Pull out every line of the data below that contains the word "dark", and treat uppercase and lowercase as different.
###
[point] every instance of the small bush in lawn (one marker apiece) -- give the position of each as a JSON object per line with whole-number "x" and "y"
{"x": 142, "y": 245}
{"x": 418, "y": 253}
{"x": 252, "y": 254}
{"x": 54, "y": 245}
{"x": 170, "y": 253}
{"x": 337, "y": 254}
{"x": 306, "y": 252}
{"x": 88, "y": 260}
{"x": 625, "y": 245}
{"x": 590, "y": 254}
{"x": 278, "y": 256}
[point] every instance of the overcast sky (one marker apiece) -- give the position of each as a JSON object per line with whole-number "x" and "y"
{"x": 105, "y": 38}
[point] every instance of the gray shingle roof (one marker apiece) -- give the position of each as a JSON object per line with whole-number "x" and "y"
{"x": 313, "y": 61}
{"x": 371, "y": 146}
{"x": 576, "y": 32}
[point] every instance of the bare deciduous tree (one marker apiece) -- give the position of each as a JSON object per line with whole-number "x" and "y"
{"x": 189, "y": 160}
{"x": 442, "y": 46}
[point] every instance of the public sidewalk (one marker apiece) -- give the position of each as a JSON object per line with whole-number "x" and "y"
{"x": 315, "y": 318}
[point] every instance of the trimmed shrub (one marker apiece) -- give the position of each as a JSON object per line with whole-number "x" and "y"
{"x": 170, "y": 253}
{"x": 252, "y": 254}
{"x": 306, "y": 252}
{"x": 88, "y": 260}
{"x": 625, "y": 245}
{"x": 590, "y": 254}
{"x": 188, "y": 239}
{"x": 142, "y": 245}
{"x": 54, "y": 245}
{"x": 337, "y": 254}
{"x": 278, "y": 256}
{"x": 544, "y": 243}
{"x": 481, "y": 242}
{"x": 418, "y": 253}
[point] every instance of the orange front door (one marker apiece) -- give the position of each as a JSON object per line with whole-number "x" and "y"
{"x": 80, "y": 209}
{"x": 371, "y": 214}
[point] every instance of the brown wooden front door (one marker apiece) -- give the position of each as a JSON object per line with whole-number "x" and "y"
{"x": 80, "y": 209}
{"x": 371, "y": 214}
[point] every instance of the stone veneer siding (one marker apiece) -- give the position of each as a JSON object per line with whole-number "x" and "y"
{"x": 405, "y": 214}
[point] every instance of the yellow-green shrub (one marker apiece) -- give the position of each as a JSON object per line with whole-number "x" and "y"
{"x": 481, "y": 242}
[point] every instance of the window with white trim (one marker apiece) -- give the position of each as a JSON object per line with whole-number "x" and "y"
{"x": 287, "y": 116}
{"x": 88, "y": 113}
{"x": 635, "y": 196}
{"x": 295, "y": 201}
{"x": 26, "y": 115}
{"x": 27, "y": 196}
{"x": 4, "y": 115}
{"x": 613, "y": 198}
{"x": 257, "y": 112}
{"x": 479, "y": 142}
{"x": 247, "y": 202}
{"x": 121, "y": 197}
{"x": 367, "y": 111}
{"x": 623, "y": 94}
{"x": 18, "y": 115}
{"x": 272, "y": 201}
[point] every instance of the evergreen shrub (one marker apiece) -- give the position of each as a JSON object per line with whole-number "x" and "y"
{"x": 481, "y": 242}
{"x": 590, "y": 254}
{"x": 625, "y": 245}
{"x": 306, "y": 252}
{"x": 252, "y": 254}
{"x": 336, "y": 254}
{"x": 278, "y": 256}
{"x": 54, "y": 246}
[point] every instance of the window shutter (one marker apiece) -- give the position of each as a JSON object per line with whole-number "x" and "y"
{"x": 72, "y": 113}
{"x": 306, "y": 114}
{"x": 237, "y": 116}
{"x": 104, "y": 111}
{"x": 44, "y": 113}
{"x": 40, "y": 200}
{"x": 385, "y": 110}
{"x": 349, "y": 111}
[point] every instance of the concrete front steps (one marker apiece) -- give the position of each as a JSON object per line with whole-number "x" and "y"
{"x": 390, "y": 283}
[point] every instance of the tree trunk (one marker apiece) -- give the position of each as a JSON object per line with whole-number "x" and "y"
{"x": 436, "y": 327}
###
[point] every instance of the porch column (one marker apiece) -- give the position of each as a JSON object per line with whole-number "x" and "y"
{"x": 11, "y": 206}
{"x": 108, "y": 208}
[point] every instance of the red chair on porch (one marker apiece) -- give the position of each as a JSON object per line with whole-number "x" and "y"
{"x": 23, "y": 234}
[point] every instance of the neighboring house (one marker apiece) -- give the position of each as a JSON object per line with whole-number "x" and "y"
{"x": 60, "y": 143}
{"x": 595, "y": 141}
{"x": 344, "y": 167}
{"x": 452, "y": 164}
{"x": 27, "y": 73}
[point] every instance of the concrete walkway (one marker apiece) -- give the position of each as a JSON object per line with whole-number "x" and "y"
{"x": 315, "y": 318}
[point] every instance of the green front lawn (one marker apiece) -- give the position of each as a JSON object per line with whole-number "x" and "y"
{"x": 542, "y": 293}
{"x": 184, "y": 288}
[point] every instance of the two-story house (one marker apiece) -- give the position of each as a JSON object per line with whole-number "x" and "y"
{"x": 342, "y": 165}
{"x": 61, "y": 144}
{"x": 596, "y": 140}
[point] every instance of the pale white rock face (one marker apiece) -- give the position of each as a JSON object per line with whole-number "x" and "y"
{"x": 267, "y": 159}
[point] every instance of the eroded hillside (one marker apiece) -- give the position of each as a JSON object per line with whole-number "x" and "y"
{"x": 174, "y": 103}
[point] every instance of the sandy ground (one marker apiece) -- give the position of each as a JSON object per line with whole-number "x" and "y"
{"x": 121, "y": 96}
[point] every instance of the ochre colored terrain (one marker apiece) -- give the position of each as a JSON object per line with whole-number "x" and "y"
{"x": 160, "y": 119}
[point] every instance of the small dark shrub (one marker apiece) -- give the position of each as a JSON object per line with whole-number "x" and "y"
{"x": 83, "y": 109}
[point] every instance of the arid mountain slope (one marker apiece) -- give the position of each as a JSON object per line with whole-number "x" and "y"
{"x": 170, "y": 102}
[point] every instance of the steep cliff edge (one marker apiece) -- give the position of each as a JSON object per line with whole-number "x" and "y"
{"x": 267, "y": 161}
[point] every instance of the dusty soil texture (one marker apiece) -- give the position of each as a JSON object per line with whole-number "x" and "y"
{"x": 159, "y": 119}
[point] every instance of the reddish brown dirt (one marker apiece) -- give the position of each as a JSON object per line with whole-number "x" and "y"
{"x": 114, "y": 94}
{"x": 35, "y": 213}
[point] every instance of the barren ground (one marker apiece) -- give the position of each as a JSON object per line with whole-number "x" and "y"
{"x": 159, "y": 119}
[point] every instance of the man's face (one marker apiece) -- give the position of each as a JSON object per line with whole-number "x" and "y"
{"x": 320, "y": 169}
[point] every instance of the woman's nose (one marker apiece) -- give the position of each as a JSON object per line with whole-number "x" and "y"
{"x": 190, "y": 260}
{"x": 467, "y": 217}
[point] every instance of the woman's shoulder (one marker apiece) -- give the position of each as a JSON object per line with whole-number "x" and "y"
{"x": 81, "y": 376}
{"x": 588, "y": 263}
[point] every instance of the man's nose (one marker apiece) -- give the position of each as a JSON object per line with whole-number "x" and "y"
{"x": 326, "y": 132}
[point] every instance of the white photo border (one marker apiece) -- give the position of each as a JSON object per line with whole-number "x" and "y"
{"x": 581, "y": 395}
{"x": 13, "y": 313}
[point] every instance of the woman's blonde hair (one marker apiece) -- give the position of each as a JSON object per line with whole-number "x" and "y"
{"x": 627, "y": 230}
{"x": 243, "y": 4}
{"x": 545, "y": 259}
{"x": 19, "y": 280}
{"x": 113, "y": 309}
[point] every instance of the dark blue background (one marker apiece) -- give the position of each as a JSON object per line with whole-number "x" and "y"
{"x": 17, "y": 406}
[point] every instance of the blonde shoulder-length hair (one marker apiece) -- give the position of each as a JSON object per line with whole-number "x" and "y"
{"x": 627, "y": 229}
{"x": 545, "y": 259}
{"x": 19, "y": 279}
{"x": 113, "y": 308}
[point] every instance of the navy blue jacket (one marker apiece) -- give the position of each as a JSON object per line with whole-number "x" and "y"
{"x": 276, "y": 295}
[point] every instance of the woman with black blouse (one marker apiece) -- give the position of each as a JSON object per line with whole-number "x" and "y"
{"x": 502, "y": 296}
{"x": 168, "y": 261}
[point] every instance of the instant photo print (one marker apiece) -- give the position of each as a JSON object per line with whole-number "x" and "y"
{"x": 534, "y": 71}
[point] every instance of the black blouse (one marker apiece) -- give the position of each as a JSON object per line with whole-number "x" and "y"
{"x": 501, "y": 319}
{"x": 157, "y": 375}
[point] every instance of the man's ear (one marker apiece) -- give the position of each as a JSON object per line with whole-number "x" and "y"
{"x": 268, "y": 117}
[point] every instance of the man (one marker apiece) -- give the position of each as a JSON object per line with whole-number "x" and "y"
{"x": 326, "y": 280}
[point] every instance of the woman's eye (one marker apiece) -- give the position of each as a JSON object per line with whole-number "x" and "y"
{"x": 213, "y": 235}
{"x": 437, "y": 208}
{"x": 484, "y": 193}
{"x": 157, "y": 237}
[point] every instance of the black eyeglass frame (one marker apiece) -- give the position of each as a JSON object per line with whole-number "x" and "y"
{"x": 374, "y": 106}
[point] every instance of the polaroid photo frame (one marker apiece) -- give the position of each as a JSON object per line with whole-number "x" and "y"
###
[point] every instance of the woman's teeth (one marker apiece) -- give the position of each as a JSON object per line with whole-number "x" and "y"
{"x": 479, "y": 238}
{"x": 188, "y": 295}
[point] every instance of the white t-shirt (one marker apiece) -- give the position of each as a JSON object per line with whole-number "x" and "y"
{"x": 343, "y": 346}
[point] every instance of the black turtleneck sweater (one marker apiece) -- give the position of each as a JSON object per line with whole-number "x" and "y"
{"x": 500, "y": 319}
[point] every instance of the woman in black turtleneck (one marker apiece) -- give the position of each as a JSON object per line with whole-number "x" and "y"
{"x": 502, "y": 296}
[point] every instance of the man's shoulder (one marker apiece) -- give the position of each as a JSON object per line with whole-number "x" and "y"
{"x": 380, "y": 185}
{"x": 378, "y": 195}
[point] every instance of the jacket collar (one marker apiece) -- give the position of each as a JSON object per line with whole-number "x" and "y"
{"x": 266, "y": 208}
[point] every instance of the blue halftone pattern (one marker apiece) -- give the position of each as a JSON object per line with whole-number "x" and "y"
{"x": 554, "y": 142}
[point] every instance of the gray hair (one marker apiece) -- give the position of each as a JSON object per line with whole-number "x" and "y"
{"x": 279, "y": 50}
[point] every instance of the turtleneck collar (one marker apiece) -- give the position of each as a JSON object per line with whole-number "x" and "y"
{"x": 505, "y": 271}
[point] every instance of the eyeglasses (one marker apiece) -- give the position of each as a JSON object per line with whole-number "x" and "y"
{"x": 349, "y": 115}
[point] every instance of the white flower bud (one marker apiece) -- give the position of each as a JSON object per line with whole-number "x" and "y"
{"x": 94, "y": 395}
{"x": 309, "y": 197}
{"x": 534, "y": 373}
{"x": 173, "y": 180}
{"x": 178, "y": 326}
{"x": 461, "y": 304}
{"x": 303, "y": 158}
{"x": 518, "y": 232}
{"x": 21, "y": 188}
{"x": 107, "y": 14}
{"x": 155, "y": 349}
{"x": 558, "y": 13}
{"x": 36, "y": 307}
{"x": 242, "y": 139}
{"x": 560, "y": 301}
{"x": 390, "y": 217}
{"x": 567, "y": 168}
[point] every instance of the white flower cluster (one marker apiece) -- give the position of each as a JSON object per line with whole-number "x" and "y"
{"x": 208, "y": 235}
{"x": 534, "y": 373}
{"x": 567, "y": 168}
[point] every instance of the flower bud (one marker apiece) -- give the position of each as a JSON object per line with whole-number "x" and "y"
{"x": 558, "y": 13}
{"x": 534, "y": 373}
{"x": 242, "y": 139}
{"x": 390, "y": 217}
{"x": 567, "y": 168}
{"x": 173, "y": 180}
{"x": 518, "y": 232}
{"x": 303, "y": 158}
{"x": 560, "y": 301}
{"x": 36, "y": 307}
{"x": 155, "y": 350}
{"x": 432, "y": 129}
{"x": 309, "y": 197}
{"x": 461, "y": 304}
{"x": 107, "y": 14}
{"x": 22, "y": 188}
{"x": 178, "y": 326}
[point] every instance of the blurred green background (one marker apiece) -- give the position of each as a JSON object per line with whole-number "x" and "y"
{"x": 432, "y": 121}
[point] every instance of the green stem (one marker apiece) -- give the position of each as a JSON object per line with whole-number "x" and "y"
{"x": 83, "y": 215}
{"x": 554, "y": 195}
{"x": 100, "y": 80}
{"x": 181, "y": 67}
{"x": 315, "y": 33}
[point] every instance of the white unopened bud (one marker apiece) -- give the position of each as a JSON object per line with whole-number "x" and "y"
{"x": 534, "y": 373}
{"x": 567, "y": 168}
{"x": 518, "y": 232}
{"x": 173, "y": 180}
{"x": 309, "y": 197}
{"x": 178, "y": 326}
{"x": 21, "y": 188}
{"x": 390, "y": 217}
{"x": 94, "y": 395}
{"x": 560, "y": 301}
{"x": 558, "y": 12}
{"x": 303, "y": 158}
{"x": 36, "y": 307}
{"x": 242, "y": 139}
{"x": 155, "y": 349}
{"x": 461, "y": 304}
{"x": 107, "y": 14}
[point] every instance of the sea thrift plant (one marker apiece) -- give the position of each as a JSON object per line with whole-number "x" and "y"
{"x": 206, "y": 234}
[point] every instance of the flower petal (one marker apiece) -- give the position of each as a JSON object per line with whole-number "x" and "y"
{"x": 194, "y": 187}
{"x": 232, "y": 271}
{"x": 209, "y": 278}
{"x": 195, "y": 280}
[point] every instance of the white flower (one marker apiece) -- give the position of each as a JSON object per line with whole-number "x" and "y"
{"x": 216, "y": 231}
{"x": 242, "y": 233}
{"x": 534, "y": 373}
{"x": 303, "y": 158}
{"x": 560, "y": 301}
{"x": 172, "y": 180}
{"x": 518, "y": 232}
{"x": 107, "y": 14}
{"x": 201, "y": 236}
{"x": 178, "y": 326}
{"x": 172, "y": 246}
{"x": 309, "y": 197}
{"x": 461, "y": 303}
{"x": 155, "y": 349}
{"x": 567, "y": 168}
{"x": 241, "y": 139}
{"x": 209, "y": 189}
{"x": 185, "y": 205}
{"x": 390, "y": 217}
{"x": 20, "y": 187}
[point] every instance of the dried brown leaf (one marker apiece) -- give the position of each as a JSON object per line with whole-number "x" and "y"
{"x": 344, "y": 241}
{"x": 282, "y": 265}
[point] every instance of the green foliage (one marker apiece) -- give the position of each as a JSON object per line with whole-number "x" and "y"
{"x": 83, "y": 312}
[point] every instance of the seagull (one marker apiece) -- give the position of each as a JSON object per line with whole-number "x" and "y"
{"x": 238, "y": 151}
###
* TASK RESULT
[point] every instance of the small dark shrub (one marker apiece) -- give the position of each as a JSON object per line with whole-number "x" and "y"
[point] every instance of the dark blue background (one marker apiece) -- give the position of each as a JSON object per line with whole-number "x" and "y"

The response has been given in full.